Written task
The required output is the line containing "point_to MUST place one pin on each instance of the paddler" through the final line of the material below, printed exactly, with no other lines.

┄┄┄┄┄┄┄┄┄┄┄┄┄┄┄┄┄┄┄┄

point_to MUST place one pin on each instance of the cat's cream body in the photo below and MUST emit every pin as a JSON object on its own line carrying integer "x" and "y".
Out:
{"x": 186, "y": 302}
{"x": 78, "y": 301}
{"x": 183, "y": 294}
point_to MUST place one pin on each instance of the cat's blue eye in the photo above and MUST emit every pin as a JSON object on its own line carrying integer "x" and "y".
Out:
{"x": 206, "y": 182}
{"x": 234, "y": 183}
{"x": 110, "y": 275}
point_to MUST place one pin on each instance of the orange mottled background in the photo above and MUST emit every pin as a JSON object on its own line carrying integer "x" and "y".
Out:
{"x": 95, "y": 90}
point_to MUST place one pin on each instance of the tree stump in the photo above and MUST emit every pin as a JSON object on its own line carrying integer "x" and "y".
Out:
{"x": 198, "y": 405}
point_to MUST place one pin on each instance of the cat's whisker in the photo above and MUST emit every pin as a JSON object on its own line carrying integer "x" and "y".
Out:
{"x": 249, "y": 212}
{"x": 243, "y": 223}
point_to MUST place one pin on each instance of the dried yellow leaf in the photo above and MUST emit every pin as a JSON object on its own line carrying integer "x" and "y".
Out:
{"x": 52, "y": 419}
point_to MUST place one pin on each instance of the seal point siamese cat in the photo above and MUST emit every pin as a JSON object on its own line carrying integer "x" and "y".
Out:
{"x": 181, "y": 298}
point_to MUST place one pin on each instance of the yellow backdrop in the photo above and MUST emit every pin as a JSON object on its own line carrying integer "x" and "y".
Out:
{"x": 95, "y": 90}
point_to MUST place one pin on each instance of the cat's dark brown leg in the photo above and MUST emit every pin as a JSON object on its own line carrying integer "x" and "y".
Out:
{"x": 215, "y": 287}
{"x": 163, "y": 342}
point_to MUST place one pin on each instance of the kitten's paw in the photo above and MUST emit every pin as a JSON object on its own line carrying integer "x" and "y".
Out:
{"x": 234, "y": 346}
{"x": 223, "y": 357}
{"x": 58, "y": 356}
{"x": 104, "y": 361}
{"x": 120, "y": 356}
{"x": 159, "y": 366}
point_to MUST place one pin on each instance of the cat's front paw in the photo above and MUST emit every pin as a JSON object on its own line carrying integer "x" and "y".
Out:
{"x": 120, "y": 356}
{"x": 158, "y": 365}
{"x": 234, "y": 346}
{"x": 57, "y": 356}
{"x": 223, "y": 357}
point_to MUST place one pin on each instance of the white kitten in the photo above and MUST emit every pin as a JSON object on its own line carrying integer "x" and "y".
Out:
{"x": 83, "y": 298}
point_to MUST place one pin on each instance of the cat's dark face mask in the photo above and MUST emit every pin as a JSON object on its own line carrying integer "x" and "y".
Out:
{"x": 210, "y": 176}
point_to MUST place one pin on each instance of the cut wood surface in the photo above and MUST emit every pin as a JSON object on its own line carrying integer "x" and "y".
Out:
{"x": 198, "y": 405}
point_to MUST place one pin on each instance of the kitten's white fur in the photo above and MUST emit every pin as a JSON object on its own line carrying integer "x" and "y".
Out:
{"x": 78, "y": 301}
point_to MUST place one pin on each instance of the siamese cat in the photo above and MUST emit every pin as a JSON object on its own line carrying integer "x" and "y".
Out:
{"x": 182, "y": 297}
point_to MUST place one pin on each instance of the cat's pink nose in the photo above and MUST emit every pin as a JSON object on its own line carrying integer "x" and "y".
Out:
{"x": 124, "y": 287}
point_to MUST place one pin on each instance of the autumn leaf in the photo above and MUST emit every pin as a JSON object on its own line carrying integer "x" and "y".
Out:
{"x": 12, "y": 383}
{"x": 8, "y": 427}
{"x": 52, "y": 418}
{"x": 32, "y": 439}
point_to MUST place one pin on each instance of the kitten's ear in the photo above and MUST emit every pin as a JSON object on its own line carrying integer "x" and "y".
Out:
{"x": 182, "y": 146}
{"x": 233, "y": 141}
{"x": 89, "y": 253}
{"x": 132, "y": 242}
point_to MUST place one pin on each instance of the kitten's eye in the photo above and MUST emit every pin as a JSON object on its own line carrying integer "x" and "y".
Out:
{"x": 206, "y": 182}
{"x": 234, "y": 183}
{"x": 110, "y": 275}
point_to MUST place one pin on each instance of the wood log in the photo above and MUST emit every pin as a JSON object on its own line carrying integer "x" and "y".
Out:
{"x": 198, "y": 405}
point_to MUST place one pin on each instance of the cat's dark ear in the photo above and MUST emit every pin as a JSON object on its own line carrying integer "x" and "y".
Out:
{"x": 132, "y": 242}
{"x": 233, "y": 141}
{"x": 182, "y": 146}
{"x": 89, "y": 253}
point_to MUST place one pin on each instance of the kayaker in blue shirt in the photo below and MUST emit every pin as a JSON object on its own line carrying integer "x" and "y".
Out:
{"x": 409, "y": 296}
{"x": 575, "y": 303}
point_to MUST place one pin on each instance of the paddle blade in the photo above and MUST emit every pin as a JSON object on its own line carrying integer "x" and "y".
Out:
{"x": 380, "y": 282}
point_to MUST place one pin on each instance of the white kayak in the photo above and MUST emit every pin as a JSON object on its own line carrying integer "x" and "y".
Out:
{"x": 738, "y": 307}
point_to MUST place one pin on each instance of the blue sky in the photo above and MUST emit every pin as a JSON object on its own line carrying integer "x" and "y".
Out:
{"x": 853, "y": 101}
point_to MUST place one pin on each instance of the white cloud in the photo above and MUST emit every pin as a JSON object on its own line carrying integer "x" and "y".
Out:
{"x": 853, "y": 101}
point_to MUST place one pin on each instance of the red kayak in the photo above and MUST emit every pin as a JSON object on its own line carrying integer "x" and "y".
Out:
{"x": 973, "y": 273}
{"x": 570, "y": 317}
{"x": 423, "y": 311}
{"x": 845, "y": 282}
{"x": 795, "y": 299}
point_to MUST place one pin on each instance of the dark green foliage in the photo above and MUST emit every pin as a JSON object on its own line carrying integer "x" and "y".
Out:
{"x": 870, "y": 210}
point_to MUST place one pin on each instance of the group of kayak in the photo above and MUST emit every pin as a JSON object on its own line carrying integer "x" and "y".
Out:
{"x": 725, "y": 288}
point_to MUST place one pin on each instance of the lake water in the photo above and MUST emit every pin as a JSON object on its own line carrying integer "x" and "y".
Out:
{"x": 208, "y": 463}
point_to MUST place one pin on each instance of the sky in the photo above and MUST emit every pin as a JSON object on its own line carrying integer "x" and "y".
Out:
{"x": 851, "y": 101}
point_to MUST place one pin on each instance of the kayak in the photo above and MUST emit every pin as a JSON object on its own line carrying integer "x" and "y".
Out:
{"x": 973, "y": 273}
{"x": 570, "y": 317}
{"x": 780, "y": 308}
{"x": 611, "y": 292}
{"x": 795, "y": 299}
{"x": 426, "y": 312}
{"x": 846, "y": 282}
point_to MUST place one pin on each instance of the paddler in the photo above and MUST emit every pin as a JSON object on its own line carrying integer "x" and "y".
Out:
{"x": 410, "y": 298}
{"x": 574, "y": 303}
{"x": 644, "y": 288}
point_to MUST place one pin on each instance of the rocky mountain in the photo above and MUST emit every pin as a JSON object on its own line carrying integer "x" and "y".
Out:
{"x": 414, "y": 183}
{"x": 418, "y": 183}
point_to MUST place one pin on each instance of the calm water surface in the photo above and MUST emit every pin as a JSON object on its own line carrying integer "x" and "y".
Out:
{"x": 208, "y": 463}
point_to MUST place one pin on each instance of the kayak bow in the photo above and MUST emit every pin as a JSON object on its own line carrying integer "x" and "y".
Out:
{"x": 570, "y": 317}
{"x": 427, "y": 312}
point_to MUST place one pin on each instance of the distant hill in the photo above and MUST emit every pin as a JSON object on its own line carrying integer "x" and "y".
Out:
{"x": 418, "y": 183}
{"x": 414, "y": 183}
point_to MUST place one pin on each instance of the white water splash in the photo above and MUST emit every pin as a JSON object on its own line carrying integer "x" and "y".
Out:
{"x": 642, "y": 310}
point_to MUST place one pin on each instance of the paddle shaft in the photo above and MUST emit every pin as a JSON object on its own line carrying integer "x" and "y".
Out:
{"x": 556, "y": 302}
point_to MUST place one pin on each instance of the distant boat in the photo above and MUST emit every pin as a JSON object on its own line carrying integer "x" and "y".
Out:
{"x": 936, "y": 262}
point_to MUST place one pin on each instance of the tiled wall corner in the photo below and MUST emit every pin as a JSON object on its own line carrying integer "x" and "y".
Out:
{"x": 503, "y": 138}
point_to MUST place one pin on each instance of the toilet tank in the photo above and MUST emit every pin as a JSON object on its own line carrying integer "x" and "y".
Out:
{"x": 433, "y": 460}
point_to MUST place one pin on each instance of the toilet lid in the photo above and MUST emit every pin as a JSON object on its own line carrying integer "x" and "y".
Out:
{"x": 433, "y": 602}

┄┄┄┄┄┄┄┄┄┄┄┄┄┄┄┄┄┄┄┄

Right answer
point_to MUST place one pin on each instance of the paddler in the photo above and MUST emit every pin as a JSON object on its own line carrying integer "x" and "y".
Out:
{"x": 410, "y": 298}
{"x": 574, "y": 303}
{"x": 644, "y": 288}
point_to MUST place one pin on each instance of the rocky mountain in the photo above and MUST emit every pin as a JSON object on its own line carrying integer "x" and "y".
Out:
{"x": 414, "y": 183}
{"x": 418, "y": 183}
point_to MUST place one pin on each instance of the calm water surface in the photo above and MUST emit every pin as a JSON object on its own line carrying integer "x" and "y".
Out:
{"x": 208, "y": 463}
point_to MUST place one pin on each instance of the kayak bow in the photo above and MUST emit every pin as a JSON object on its own line carrying integer "x" and "y".
Out:
{"x": 570, "y": 317}
{"x": 427, "y": 312}
point_to MUST place one pin on each instance of the distant hill in the photo above and MUST emit every pin as a JSON object on its own line carrying integer "x" and "y".
Out:
{"x": 418, "y": 183}
{"x": 414, "y": 183}
point_to MUST place one pin on each instance of the white water splash in the photo above and MUST emit every pin as a JSON object on its own line carrying integer "x" and "y".
Out:
{"x": 642, "y": 310}
point_to MUST place one pin on each instance of the paddle shaft in the photo above and MUST emit every pin as a JSON object on its own line carrying integer "x" and "y".
Out:
{"x": 556, "y": 302}
point_to MUST place one pin on each instance of the distant boat in the photo above and MUST emit every pin as a JSON object on its own line carrying integer "x" and "y".
Out:
{"x": 936, "y": 262}
point_to MUST place one pin on each instance of the tiled wall corner in the photo below and MUST emit every pin as a JSON object on its own line carrying integer "x" and "y".
Out:
{"x": 503, "y": 138}
point_to MUST place one pin on each instance of the toilet tank in the photo above and MUST emit every pin as a JSON object on its own line carrying integer "x" and "y".
Out:
{"x": 433, "y": 460}
point_to MUST place one pin on each instance of the toilet lid in the photo above and MUST emit every pin as a JSON object on its own line carrying integer "x" and "y".
Out:
{"x": 433, "y": 602}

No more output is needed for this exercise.